→ Stored data
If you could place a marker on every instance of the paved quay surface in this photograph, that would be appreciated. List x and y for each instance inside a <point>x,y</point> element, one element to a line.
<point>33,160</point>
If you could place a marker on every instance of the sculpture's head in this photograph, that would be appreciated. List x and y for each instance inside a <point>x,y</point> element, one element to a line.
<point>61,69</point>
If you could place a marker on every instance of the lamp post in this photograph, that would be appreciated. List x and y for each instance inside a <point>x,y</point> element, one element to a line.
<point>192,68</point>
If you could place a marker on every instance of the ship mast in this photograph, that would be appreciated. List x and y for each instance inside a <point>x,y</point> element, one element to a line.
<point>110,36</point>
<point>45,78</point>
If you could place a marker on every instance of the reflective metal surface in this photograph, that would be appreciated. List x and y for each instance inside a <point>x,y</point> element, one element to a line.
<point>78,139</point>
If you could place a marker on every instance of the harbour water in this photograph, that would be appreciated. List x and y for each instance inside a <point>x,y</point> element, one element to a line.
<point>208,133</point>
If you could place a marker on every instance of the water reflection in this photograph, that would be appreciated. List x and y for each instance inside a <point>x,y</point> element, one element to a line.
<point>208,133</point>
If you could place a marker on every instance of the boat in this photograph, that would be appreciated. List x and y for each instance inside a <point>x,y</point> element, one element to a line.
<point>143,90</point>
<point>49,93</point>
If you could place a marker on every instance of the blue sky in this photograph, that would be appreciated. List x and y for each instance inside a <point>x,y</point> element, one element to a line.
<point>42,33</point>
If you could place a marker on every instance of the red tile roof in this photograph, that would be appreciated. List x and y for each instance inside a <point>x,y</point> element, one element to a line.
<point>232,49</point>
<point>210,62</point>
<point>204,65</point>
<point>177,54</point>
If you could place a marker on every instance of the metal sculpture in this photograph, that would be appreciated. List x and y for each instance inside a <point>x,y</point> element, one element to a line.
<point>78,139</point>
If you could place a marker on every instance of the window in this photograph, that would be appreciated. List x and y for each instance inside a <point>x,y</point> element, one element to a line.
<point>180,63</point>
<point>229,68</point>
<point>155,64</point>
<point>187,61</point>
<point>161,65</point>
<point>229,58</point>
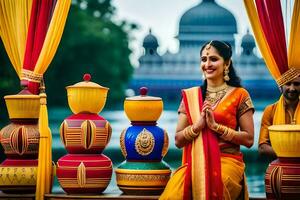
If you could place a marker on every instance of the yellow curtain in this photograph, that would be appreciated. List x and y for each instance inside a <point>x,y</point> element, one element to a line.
<point>53,36</point>
<point>14,21</point>
<point>294,47</point>
<point>260,38</point>
<point>49,48</point>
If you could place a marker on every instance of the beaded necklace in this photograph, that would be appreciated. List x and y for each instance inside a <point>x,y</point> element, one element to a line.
<point>215,94</point>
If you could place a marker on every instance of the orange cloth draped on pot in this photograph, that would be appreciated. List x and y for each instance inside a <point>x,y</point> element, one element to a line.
<point>231,107</point>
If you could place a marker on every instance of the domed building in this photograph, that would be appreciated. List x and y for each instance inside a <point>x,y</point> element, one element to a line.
<point>165,75</point>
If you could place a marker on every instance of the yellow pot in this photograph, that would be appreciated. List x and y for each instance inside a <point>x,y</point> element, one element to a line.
<point>22,106</point>
<point>143,107</point>
<point>285,140</point>
<point>86,96</point>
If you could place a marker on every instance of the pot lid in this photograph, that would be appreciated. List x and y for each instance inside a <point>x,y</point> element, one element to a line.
<point>86,83</point>
<point>143,96</point>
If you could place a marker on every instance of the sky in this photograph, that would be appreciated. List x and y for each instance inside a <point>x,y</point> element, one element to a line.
<point>162,17</point>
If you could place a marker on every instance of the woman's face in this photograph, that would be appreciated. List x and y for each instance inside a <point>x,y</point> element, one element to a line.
<point>212,64</point>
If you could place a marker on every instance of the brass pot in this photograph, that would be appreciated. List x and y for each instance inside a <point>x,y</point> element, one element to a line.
<point>86,96</point>
<point>285,139</point>
<point>143,108</point>
<point>23,106</point>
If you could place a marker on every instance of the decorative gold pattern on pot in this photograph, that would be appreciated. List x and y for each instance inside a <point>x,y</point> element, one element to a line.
<point>81,175</point>
<point>144,142</point>
<point>285,140</point>
<point>23,106</point>
<point>86,96</point>
<point>166,144</point>
<point>17,176</point>
<point>20,139</point>
<point>122,143</point>
<point>85,134</point>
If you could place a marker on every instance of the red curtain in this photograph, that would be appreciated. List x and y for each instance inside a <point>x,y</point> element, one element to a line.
<point>41,14</point>
<point>270,15</point>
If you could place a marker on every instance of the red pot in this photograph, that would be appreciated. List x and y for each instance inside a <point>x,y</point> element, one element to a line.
<point>84,173</point>
<point>85,133</point>
<point>21,139</point>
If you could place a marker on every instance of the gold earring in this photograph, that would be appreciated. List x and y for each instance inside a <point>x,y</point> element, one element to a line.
<point>226,72</point>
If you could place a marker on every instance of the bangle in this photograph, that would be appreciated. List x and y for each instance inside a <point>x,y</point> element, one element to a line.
<point>189,134</point>
<point>225,132</point>
<point>192,132</point>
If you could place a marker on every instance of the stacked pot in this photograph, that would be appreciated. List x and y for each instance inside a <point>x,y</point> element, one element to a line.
<point>143,144</point>
<point>20,141</point>
<point>282,178</point>
<point>85,134</point>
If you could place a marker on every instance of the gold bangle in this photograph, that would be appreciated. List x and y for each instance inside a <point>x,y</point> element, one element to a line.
<point>189,134</point>
<point>192,133</point>
<point>186,134</point>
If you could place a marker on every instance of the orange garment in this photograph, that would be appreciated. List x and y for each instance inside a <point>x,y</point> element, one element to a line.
<point>226,112</point>
<point>268,119</point>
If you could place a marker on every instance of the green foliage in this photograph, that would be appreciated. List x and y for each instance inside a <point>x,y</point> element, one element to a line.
<point>91,43</point>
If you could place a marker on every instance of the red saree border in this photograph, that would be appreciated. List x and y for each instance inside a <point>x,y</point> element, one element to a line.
<point>213,178</point>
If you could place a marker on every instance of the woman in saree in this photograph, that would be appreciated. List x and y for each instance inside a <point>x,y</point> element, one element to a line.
<point>214,120</point>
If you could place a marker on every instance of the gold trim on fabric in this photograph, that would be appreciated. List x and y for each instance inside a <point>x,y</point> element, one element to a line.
<point>198,162</point>
<point>288,76</point>
<point>245,106</point>
<point>31,76</point>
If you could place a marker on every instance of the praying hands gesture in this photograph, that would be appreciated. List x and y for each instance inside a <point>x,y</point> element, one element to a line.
<point>209,116</point>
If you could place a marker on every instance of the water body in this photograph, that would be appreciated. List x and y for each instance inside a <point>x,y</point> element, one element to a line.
<point>255,165</point>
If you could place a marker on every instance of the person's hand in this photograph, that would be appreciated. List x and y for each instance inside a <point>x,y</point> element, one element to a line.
<point>209,116</point>
<point>199,125</point>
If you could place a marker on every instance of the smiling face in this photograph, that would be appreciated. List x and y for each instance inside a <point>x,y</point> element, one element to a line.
<point>212,64</point>
<point>291,90</point>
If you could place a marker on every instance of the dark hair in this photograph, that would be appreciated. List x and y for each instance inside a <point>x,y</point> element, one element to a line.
<point>225,51</point>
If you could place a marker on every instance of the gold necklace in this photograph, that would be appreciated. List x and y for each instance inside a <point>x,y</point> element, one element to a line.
<point>215,94</point>
<point>218,88</point>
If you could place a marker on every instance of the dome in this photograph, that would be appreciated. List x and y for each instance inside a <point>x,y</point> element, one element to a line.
<point>248,41</point>
<point>207,17</point>
<point>150,41</point>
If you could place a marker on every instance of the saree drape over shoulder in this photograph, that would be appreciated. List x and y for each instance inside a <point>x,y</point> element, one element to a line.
<point>211,168</point>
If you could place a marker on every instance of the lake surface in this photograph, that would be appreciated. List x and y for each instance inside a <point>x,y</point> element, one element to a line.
<point>255,166</point>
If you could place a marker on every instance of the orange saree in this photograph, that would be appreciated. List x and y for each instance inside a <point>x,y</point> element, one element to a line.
<point>211,168</point>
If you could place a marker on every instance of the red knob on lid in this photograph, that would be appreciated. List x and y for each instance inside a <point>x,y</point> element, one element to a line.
<point>143,91</point>
<point>87,77</point>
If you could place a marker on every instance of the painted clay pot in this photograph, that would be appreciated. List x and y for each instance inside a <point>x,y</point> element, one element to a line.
<point>84,173</point>
<point>85,133</point>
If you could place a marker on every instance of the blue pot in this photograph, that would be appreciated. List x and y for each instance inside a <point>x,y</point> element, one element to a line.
<point>144,143</point>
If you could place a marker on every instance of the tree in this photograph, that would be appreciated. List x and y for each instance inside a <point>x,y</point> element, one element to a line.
<point>92,43</point>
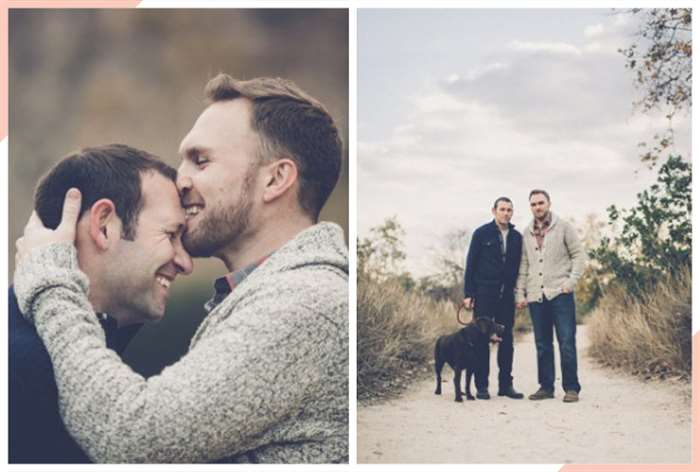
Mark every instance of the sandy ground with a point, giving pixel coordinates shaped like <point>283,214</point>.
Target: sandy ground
<point>619,419</point>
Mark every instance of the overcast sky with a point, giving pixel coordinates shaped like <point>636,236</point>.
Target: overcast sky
<point>458,107</point>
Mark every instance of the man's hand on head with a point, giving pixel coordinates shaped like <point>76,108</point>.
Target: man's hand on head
<point>36,235</point>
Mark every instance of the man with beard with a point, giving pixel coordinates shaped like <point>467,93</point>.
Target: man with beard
<point>552,262</point>
<point>265,379</point>
<point>128,244</point>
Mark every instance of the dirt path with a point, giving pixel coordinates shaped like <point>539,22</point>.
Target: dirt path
<point>618,420</point>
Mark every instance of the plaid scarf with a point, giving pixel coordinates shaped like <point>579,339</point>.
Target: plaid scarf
<point>540,228</point>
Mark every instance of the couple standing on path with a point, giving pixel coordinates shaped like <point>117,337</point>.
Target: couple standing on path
<point>540,269</point>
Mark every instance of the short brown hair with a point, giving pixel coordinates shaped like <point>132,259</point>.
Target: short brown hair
<point>501,199</point>
<point>290,123</point>
<point>536,191</point>
<point>113,171</point>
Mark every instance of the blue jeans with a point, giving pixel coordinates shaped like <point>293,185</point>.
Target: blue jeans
<point>558,313</point>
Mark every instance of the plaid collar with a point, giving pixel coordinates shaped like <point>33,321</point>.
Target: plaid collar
<point>541,226</point>
<point>223,286</point>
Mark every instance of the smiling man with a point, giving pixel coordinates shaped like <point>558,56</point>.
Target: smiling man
<point>266,376</point>
<point>128,244</point>
<point>553,260</point>
<point>489,288</point>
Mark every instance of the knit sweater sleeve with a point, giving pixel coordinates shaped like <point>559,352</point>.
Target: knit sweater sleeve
<point>523,271</point>
<point>577,254</point>
<point>215,402</point>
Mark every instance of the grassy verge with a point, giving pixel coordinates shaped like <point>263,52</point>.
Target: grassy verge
<point>396,333</point>
<point>650,337</point>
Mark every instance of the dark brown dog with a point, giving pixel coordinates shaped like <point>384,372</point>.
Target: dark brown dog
<point>461,350</point>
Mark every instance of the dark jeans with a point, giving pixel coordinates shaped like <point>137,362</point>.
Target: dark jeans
<point>558,313</point>
<point>501,309</point>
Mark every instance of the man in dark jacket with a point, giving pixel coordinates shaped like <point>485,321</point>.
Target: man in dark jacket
<point>491,271</point>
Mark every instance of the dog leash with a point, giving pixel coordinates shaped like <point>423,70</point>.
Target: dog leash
<point>460,307</point>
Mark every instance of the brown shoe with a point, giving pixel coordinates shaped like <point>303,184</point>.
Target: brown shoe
<point>571,396</point>
<point>541,394</point>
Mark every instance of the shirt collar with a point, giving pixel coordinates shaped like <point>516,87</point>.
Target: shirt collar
<point>223,286</point>
<point>117,338</point>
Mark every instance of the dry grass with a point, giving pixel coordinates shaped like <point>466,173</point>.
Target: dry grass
<point>396,333</point>
<point>651,337</point>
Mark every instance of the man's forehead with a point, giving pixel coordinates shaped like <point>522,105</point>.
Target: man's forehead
<point>160,197</point>
<point>218,124</point>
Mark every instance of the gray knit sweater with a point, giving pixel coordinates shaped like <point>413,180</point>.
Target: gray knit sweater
<point>557,265</point>
<point>265,378</point>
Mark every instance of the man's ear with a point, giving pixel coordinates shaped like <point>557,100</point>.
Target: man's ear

→ WRITTEN TASK
Arrange the lines of the listing from the line with "of the lake" up to and including the line with "<point>144,143</point>" as a JSON list of strings, one string per line, with blank lines left out.

→ PROBLEM SOLUTION
[
  "If you could place a marker on every instance of the lake surface in this photograph, that would be appreciated. List x and y for each instance inside a <point>x,y</point> element, one element to a line.",
  "<point>255,166</point>",
  "If you could place a marker on every instance of the orange saree in this photograph, that would be appreciated. List x and y for each instance inside a <point>x,y</point> element, one element to a line.",
  "<point>211,168</point>",
  "If you could place a marker on every instance of the red knob on lid in this photograph, that would be appreciated. List x and y for each instance inside a <point>x,y</point> element, one element to a line.",
  "<point>143,91</point>",
  "<point>87,77</point>",
  "If you could place a marker on every instance of the painted clay pot in this photograph, that would be appreciated. List x and y for each instance inside a <point>x,y</point> element, one element to a line.",
  "<point>84,173</point>",
  "<point>85,133</point>",
  "If you could place a marker on every instance of the blue pot in this photograph, that would be appreciated. List x and y for each instance inside a <point>x,y</point> element, one element to a line.",
  "<point>144,143</point>"
]